#### Information provided ####

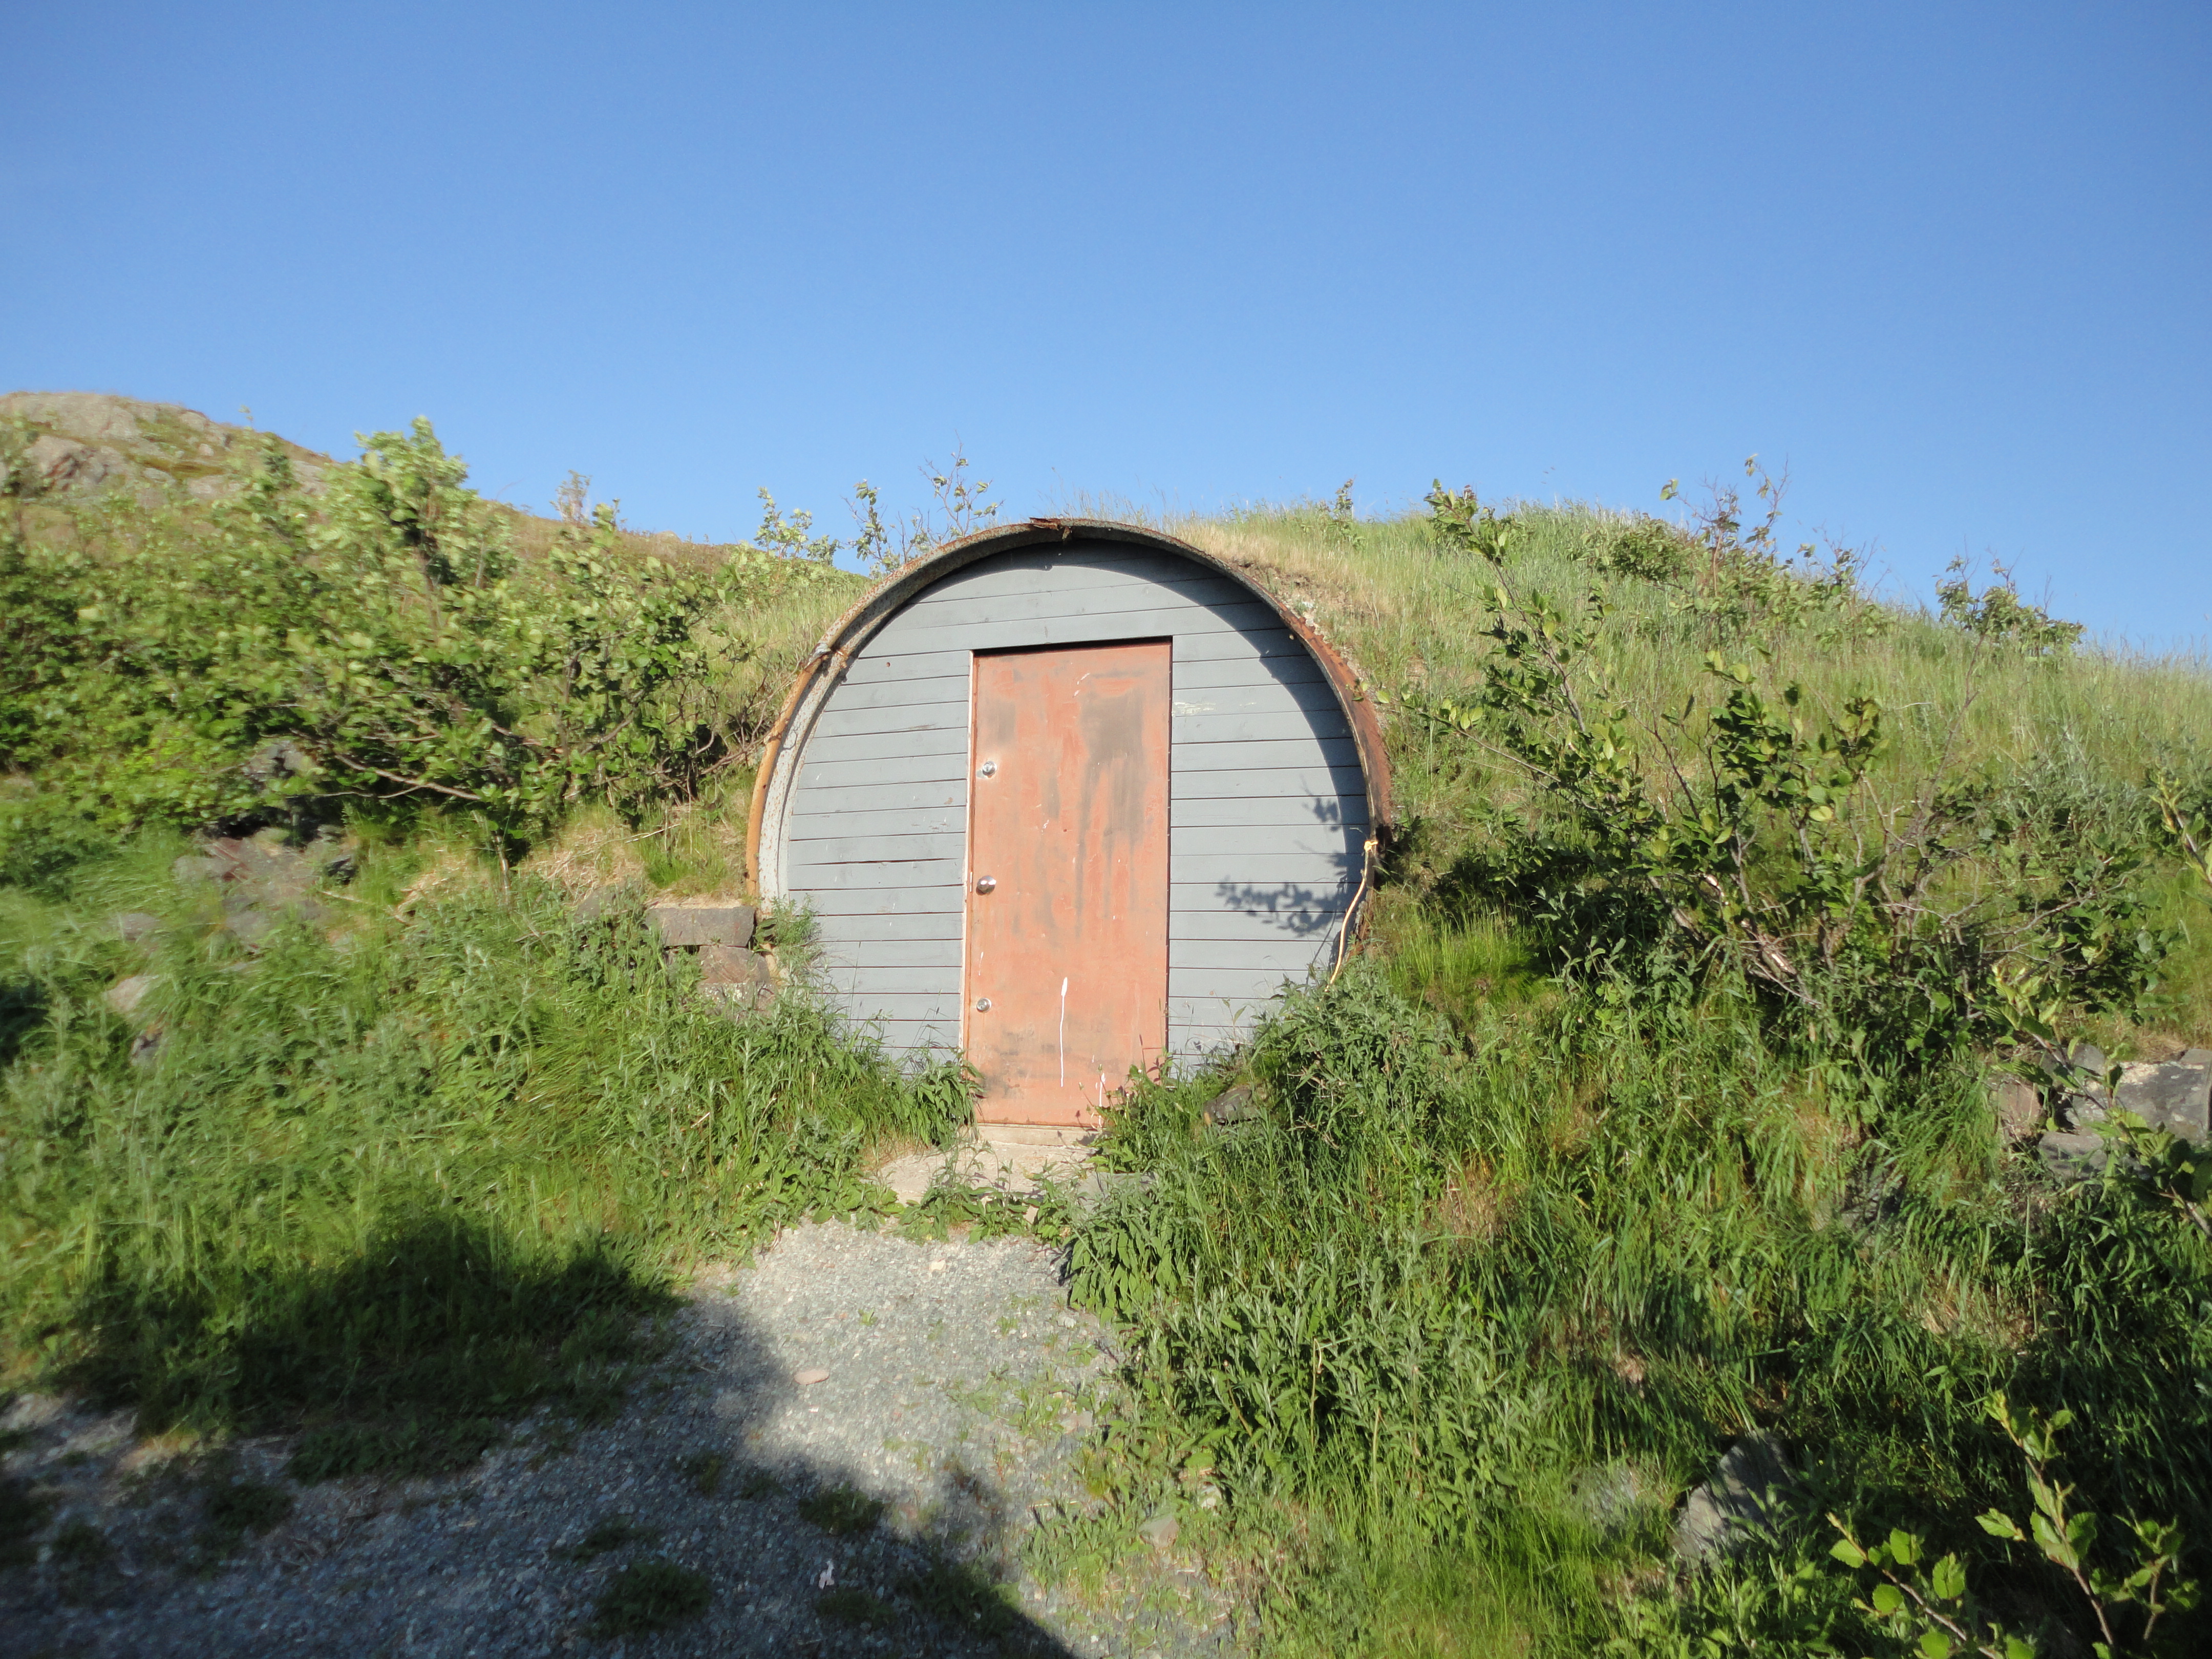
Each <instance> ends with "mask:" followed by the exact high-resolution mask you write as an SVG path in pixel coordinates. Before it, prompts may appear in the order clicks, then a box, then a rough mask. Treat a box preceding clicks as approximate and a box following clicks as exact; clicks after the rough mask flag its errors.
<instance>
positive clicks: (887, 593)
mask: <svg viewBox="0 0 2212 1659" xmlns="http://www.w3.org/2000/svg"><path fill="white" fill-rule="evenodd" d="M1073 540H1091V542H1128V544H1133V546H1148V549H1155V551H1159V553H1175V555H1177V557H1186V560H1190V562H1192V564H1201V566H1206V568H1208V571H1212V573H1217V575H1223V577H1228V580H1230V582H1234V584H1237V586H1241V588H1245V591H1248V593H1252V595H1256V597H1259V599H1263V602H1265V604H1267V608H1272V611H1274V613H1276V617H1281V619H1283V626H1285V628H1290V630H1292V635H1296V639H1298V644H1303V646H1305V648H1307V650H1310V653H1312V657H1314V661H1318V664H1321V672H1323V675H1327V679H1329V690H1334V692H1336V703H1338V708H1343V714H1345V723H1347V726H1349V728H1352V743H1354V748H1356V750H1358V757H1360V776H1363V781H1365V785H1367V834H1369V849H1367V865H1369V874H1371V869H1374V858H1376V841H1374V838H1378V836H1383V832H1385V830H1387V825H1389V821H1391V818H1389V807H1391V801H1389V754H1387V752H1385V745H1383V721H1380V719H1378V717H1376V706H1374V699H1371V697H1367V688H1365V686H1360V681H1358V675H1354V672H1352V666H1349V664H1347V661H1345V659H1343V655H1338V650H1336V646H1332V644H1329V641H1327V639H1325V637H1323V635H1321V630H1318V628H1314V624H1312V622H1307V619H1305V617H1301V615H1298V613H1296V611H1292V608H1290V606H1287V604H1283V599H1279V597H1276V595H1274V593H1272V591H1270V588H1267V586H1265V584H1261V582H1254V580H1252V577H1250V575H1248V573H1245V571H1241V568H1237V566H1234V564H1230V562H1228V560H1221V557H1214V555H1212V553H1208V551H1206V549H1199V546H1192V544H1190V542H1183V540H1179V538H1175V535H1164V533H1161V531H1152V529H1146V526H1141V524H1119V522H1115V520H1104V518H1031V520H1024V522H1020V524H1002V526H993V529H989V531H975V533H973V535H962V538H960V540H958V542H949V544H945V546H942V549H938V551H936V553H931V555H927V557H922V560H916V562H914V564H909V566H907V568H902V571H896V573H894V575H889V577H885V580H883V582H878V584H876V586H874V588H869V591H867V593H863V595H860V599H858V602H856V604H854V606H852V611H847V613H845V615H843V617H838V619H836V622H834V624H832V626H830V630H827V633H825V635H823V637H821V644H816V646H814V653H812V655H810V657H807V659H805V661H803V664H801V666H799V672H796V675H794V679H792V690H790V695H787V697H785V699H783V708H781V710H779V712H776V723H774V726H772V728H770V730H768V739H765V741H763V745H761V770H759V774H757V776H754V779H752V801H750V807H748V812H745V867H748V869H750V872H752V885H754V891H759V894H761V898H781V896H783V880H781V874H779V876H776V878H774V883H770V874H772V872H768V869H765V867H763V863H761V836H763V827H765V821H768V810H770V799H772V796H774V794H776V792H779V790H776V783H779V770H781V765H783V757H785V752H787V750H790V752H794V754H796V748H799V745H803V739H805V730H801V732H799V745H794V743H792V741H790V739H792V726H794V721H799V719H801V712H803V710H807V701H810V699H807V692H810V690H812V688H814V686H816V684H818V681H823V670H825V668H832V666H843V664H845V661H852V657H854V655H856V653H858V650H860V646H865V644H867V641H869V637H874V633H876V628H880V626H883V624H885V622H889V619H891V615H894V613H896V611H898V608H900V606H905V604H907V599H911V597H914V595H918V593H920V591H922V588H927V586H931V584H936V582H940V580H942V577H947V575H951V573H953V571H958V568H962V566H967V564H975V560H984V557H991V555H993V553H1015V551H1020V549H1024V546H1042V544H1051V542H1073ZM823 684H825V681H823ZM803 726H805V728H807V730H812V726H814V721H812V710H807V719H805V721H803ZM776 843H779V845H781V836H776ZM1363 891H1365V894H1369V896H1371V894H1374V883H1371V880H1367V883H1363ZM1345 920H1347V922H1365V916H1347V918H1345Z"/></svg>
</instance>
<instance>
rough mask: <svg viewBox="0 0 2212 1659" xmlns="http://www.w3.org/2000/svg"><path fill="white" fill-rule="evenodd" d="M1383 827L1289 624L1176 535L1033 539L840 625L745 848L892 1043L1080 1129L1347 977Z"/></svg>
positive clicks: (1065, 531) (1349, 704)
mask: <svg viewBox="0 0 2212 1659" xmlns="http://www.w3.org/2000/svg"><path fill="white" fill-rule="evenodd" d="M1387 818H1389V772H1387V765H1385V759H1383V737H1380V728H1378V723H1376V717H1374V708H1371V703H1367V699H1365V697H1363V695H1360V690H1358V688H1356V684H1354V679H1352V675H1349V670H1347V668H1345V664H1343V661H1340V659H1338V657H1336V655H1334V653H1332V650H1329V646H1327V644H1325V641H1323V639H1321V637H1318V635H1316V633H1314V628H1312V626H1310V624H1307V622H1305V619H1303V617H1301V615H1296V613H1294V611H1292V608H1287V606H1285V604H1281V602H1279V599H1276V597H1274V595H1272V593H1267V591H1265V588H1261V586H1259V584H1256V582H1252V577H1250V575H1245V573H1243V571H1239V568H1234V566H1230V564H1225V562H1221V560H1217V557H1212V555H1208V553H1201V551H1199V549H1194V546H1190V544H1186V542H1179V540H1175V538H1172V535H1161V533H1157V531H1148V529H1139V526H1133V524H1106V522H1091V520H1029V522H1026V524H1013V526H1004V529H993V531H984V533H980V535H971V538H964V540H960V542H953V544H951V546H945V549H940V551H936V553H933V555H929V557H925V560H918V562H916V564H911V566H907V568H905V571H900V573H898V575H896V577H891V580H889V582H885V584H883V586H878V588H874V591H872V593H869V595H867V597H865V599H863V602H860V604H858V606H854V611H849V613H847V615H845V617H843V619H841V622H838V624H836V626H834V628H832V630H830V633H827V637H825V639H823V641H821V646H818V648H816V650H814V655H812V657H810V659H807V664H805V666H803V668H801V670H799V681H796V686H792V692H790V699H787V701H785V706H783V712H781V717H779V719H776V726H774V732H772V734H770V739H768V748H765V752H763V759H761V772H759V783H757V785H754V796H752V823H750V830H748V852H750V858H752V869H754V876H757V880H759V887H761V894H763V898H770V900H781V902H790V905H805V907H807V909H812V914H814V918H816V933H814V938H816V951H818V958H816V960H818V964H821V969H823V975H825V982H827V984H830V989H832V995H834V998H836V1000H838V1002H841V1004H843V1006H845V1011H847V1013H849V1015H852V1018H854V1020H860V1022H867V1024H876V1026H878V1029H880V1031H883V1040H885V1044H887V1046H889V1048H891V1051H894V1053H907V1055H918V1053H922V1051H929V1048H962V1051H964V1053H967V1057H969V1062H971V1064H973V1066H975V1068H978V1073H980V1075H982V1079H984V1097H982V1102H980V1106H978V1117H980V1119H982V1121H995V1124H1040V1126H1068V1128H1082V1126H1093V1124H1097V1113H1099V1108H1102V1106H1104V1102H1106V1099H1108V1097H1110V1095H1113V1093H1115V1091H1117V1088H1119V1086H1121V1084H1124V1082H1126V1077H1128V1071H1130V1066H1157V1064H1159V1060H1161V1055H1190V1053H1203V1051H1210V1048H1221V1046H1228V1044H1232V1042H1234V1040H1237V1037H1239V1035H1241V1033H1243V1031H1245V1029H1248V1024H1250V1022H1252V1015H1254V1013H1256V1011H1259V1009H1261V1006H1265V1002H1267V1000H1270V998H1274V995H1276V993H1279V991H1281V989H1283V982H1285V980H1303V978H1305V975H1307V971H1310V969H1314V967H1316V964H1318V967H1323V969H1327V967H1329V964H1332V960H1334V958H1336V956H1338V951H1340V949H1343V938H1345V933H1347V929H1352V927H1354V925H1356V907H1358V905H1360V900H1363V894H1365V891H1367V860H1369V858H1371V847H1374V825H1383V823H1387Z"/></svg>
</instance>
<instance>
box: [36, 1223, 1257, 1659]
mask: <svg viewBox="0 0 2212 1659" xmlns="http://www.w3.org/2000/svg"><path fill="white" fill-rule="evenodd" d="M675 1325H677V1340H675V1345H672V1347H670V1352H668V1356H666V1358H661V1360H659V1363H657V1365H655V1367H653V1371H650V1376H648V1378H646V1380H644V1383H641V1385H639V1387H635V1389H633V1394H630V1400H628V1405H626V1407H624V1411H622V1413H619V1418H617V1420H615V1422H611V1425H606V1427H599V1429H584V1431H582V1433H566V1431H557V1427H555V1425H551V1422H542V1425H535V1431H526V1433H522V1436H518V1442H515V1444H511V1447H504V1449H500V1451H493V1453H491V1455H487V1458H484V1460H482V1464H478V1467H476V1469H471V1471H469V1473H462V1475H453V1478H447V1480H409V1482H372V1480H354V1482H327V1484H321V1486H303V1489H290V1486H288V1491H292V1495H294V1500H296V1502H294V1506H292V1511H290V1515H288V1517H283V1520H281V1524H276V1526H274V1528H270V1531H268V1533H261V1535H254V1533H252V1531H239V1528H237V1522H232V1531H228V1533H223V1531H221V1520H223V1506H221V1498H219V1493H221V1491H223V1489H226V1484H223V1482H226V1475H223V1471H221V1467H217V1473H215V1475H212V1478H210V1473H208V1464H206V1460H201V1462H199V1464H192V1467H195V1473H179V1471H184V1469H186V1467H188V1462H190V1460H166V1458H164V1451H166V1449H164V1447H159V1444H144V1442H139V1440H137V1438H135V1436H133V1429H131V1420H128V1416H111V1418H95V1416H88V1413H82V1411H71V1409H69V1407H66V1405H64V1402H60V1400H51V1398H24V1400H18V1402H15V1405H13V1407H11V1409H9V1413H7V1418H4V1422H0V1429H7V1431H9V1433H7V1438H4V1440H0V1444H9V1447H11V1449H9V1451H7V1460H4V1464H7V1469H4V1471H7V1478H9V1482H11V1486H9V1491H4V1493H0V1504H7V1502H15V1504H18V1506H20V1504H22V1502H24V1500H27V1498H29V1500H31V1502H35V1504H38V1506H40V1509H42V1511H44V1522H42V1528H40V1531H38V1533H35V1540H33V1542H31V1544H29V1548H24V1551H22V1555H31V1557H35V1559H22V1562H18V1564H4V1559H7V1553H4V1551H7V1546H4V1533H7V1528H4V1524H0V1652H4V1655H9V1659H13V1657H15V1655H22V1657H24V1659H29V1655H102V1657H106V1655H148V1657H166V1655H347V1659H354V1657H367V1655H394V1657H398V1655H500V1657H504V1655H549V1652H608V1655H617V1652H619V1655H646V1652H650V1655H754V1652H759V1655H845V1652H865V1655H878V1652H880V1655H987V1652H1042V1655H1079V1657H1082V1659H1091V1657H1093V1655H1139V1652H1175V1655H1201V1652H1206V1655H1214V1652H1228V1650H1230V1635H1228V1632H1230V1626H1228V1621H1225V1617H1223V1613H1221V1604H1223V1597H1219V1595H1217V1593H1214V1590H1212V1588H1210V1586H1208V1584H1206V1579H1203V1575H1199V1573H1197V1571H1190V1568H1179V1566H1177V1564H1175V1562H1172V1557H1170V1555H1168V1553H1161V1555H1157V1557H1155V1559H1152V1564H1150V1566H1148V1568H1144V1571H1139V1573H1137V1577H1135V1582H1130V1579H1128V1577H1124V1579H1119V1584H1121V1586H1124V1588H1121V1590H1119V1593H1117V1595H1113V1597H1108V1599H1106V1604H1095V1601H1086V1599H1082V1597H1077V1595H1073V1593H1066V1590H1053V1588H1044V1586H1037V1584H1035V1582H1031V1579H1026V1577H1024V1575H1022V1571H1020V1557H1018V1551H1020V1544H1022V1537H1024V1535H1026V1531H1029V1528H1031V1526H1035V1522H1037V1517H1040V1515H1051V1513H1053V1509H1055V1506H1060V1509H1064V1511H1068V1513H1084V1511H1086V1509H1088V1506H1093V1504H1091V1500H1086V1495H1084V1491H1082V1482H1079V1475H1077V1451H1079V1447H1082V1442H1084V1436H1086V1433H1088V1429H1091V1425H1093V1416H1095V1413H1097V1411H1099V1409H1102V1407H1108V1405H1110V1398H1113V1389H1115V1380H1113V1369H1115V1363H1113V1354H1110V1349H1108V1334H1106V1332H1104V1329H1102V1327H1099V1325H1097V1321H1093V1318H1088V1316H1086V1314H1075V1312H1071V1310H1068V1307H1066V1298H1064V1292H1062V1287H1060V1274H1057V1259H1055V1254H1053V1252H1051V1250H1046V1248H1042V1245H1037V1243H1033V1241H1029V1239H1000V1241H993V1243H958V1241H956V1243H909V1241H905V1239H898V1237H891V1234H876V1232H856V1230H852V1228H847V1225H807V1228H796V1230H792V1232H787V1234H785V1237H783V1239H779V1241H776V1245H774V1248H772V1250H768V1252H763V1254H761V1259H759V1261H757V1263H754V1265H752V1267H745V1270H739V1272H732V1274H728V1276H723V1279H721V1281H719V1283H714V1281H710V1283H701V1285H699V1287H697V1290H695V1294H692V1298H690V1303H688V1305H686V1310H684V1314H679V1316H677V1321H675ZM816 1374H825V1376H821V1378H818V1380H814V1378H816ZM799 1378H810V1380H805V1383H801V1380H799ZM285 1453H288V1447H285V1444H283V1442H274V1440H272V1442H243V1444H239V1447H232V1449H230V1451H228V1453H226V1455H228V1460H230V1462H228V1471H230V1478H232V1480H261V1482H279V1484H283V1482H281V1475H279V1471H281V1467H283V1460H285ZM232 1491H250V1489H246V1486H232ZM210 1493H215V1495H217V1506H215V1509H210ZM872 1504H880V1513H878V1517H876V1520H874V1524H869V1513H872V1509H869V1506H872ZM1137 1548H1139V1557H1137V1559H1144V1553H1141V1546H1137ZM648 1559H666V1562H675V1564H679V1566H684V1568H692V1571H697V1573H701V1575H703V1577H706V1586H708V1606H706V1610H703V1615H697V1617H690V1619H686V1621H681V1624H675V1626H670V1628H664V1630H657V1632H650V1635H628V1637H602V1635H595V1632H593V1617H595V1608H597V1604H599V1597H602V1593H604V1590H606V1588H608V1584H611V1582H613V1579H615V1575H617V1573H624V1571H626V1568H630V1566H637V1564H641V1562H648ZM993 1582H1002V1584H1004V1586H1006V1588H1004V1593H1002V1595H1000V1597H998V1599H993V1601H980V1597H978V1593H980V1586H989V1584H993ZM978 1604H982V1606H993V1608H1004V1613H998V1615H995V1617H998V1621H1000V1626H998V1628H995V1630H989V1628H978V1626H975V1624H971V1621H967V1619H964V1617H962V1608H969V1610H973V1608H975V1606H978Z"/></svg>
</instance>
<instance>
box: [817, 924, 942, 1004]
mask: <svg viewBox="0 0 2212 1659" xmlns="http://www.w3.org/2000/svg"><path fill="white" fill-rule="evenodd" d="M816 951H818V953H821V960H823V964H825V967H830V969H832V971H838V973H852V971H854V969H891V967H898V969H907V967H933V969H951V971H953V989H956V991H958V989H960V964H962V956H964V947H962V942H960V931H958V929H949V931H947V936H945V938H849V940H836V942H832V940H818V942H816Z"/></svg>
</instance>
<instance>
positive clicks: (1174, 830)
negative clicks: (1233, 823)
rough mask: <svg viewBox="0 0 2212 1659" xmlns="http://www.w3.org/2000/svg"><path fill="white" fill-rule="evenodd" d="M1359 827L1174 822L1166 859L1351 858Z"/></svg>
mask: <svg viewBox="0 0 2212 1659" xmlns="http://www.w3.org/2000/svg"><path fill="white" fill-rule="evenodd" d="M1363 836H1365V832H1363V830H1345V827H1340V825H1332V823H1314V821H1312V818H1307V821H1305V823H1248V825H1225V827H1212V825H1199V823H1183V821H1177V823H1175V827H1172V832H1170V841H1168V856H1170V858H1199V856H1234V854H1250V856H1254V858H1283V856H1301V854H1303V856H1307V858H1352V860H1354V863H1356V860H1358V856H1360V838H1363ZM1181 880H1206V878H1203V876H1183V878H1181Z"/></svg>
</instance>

####

• Directions for this task:
Rewrite the records from their beginning through the line containing "positive clicks: (887, 593)", inclusive, replacing "rough mask" with "coarse mask" and leaving all else unchanged. Omit the pictures from your answer.

• Written reply:
Each <instance> ends with "mask:" followed by the exact high-resolution mask you write as an SVG path in pixel coordinates. Before it, prompts may appear in the order clicks, then a box, then a coarse mask. Treat a box preceding clicks as approximate and a box following clicks as exact; clicks after the coarse mask flag its errors.
<instance>
positive clicks: (887, 593)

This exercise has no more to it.